::: Records for this exercise
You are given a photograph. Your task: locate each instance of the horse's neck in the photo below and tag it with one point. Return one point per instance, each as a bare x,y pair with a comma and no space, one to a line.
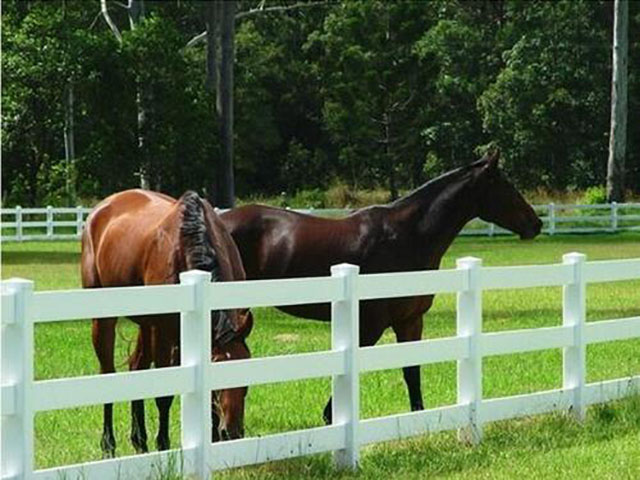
435,216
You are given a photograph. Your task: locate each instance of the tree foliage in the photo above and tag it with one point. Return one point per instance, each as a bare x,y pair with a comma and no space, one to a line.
367,92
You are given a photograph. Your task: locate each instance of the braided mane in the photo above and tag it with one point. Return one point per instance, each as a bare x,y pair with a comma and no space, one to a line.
199,253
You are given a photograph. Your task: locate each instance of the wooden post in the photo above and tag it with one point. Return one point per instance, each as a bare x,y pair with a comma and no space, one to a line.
346,388
49,221
17,375
19,233
195,351
574,315
79,221
469,324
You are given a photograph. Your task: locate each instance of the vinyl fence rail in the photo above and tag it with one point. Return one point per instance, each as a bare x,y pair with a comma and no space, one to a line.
196,376
21,224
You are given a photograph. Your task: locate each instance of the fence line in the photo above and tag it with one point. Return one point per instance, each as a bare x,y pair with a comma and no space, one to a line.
616,217
195,297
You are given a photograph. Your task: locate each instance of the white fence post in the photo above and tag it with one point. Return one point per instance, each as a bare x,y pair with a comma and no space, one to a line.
78,221
345,336
469,324
17,373
552,218
574,308
49,221
19,223
195,351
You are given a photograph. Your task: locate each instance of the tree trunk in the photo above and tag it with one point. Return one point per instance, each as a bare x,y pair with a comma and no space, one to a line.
212,12
69,144
225,194
618,132
136,15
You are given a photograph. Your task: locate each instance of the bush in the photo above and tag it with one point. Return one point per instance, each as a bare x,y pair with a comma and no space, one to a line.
595,195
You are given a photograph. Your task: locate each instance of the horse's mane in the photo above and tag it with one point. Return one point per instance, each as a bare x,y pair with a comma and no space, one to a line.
199,253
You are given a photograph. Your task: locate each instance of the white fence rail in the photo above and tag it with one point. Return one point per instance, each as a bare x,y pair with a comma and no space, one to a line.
20,224
194,297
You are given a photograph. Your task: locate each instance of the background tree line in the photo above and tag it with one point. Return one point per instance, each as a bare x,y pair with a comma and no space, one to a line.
369,93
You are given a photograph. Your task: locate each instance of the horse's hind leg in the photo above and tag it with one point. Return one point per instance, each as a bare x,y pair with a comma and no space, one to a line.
103,337
140,360
408,332
165,339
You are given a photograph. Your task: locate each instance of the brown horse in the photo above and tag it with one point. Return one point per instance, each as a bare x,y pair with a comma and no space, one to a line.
412,233
137,237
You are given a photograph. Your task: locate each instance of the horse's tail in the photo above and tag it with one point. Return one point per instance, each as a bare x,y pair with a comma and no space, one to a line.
197,246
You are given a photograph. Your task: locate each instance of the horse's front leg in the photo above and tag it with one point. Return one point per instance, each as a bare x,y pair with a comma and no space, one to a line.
140,360
103,338
410,331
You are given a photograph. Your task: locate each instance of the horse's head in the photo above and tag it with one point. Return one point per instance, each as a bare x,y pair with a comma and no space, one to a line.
232,328
502,204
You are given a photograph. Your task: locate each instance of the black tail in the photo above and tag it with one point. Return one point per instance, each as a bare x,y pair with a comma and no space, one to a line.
198,249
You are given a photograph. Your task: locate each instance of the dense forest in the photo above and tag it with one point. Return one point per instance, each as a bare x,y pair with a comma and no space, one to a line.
367,93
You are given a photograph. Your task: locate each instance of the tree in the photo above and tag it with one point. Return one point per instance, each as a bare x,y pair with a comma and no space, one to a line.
618,133
547,107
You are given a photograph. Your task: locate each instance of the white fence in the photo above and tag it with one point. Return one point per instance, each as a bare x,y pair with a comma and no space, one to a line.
196,376
67,223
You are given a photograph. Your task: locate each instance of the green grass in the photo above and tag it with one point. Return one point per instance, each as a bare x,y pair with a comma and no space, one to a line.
553,446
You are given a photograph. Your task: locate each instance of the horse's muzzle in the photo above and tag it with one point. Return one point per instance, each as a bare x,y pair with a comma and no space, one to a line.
533,231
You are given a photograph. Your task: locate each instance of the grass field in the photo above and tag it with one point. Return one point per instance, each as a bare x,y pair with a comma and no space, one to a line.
553,446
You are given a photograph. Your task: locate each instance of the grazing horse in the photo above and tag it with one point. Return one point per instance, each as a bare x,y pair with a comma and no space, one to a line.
409,234
138,237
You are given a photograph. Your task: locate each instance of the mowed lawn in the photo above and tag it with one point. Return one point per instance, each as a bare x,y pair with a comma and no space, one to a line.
550,446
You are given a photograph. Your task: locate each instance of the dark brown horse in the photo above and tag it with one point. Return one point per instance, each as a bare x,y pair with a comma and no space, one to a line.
137,237
412,233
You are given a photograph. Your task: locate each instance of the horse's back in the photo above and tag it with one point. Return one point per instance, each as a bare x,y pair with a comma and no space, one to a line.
275,242
117,234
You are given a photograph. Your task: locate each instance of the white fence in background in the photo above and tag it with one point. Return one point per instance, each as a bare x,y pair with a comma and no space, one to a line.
557,219
194,297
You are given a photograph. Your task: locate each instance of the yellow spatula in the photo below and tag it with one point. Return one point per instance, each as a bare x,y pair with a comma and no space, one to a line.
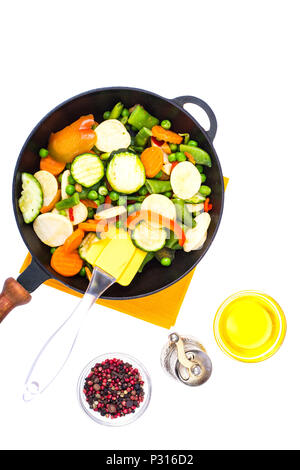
115,259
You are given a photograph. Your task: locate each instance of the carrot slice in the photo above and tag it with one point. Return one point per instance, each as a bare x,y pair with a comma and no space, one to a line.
89,203
168,136
74,240
45,209
166,148
190,157
88,273
93,226
51,165
66,264
153,160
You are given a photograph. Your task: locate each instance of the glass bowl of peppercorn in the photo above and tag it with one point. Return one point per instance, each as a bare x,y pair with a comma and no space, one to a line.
114,389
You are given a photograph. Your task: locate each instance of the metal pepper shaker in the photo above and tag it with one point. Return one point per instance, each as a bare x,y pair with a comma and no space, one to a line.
186,360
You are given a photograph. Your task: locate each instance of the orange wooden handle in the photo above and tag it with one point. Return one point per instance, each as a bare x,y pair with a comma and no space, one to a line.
12,295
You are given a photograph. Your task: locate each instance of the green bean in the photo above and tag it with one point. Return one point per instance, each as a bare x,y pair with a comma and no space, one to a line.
68,203
116,111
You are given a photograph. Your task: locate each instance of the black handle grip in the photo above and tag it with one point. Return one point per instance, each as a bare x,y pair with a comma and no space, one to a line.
33,276
182,100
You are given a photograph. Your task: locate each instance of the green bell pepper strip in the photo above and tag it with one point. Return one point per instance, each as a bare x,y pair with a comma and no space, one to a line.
142,136
116,111
141,118
68,203
158,186
199,155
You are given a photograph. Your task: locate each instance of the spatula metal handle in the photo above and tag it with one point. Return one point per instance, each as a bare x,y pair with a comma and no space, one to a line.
56,351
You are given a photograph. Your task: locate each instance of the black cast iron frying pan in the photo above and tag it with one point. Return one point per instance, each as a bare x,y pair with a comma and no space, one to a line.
154,278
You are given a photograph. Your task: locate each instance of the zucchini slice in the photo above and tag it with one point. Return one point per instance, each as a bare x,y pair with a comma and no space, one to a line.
195,237
148,238
52,229
112,135
159,204
87,169
125,172
31,199
49,185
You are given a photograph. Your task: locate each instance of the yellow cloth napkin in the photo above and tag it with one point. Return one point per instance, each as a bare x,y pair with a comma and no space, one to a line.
160,309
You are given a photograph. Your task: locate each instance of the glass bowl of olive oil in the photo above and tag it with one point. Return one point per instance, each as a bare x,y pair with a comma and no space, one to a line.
250,326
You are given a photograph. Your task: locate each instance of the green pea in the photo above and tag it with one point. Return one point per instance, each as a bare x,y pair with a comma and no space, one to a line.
193,143
131,208
165,261
71,180
83,193
70,189
114,196
105,156
180,157
91,213
103,191
166,124
205,190
159,175
143,191
122,201
43,153
82,272
93,195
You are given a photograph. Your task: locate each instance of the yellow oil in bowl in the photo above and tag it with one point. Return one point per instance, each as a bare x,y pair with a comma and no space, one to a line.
249,326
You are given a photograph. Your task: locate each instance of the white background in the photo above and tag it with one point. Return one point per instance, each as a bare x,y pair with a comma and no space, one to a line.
243,59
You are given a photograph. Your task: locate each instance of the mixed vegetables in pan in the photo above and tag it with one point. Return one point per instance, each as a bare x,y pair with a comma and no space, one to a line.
129,174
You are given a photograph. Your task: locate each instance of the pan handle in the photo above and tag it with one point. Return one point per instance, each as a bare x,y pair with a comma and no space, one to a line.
12,295
182,100
17,292
33,276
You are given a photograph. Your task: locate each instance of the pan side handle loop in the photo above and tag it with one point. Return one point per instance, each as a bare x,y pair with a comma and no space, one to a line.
182,100
33,276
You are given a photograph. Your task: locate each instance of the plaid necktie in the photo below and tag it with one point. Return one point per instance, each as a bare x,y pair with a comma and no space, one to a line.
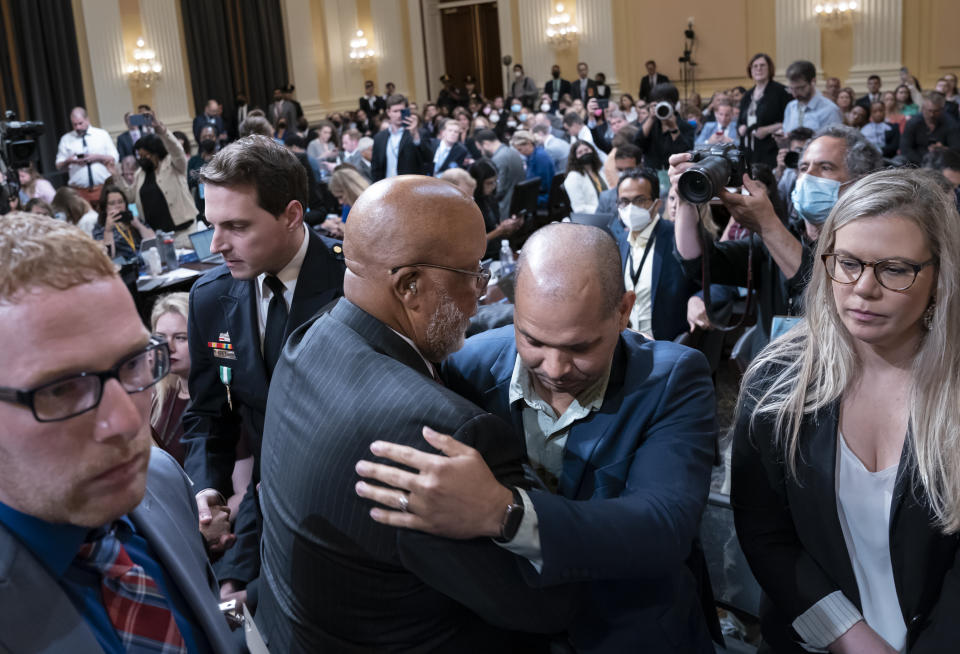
::::::
Task goal:
Pull out every line of the data above that contains the word "bean" and list those lines unchanged.

Exercise output:
You are given a photograph. Your task: locate each instance of the green bean in the photo above and tag it with one point. Return one point per instance, each as a bare x,y pair with a comma and no space, one to a line.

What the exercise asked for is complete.